═══ Supplied records ═══
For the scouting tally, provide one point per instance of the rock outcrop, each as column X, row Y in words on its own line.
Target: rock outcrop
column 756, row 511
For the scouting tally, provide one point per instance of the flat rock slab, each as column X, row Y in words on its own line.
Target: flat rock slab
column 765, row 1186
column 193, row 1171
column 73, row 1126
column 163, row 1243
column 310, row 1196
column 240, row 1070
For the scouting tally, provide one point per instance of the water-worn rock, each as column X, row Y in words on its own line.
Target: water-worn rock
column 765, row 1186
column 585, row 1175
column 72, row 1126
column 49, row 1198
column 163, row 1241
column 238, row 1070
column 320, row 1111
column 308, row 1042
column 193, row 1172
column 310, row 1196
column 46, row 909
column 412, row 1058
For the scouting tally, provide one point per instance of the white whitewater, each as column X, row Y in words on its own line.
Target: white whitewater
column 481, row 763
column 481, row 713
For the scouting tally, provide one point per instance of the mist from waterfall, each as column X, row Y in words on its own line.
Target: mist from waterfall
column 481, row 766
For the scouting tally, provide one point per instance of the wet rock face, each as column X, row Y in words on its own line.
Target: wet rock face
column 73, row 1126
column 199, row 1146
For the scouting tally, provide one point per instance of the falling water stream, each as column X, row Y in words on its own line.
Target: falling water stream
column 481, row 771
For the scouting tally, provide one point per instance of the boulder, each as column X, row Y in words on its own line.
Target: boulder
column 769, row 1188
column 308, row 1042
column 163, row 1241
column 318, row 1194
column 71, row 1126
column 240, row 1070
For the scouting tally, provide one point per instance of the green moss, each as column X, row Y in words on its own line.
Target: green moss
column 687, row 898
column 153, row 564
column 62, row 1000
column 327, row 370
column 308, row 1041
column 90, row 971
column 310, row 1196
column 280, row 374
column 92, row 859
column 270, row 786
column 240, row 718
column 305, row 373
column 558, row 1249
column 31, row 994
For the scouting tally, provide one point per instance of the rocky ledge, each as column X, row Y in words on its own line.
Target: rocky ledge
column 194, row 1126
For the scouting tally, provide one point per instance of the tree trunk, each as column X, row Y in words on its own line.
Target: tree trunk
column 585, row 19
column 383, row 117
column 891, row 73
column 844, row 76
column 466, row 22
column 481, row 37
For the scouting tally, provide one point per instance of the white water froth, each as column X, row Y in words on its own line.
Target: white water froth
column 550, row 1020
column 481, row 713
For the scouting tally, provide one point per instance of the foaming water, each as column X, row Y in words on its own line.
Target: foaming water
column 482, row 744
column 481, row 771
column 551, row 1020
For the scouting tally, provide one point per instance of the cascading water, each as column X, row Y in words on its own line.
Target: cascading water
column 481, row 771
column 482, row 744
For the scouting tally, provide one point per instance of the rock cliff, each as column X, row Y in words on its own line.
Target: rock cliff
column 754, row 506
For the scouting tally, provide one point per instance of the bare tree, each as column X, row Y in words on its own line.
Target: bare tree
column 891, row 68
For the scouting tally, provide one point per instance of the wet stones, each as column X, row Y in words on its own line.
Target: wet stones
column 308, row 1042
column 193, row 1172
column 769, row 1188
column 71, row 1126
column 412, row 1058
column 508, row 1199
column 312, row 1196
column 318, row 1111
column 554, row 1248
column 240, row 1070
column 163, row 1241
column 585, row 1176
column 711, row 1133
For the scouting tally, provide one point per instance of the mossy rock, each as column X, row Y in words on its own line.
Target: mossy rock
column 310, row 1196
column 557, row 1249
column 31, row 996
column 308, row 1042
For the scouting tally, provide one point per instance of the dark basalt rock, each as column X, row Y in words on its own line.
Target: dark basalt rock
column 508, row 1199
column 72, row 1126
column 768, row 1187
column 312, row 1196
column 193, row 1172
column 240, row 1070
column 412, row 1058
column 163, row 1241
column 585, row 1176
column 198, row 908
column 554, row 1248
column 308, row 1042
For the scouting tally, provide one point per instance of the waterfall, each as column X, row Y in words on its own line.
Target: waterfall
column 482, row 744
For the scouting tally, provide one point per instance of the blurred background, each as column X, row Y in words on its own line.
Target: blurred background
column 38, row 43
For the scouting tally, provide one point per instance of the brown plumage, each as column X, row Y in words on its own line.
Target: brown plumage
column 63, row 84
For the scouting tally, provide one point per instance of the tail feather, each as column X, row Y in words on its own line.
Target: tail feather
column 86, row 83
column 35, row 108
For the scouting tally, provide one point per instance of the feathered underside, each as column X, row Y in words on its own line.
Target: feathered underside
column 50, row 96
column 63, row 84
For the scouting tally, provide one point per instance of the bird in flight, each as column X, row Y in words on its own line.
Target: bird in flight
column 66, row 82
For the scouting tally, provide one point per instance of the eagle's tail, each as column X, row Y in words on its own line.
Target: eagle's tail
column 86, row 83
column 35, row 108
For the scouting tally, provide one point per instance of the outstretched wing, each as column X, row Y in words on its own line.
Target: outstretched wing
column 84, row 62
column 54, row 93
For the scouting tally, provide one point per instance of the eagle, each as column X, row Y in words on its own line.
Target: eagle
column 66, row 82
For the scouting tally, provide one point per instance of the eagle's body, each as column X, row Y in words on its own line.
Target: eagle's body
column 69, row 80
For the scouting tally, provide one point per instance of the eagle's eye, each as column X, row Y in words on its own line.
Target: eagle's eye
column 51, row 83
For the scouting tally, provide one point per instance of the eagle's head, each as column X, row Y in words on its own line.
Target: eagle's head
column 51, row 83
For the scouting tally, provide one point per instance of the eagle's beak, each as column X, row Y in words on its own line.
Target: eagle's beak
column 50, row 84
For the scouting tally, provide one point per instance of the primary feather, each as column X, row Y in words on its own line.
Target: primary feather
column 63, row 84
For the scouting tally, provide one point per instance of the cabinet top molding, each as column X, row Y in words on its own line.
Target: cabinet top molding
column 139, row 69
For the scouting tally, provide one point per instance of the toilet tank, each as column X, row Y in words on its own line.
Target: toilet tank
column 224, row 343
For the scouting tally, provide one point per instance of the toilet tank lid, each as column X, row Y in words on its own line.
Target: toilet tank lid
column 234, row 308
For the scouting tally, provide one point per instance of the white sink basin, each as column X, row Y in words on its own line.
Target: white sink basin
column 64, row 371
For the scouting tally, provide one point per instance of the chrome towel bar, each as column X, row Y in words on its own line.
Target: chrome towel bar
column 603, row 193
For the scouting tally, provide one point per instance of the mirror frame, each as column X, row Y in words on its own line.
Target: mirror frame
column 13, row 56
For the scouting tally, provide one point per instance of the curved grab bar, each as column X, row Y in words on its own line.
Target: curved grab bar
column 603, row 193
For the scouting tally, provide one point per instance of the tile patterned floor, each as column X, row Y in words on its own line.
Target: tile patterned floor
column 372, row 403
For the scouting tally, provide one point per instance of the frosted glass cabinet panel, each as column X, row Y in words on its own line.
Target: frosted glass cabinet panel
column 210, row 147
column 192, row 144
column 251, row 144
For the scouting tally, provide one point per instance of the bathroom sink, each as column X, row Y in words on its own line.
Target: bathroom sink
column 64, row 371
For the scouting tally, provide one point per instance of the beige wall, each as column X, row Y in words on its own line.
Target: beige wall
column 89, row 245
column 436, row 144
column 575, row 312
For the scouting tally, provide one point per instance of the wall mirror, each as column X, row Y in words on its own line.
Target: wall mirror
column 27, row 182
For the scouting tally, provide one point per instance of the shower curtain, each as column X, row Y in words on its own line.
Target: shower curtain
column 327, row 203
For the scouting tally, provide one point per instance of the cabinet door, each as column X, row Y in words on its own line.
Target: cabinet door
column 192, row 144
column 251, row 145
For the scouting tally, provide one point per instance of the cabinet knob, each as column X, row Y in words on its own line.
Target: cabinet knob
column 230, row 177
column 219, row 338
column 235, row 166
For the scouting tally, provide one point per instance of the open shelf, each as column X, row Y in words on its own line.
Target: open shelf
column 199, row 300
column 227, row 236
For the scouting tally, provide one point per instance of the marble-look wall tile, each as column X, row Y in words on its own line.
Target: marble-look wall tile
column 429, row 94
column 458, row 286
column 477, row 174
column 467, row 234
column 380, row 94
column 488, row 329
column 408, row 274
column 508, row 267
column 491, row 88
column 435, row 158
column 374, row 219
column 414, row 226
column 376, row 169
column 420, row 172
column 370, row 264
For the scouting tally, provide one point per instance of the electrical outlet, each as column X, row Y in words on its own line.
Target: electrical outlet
═══
Task objective: Reproduce the items above verbatim, starting with the line containing "tank lid, each" and continuing down through the line containing "column 251, row 144", with both of those lines included.

Problem solution:
For the scouting tally, provide one point per instance of the toilet tank lid, each as column X, row Y in words on its own line.
Target: toilet tank lid
column 234, row 308
For the scouting tally, provide one point per instance of the white sink basin, each as column X, row Y in words on its own line.
Target: white sink basin
column 64, row 371
For the scouting tally, provide one point per instance of the chrome towel bar, each as column X, row Y in words on its own line.
Target: chrome towel bar
column 603, row 193
For the scouting tally, provide one point per instance of the mirror frame, each as column X, row Y in words on its own line.
Target: mirror frame
column 13, row 56
For the scouting tally, provide one point per instance of the curved grab bar, each as column X, row Y in words on its own line.
Target: curved grab bar
column 603, row 193
For the scouting tally, provide one point per instance of the tile patterned floor, each as column X, row Y in words on its own line.
Target: tile patterned floor
column 372, row 403
For the scouting tally, provide one point per instance of the frosted glass cabinet panel, each as column X, row Y in words on its own line.
Target: frosted glass cabinet panel
column 210, row 147
column 192, row 144
column 251, row 144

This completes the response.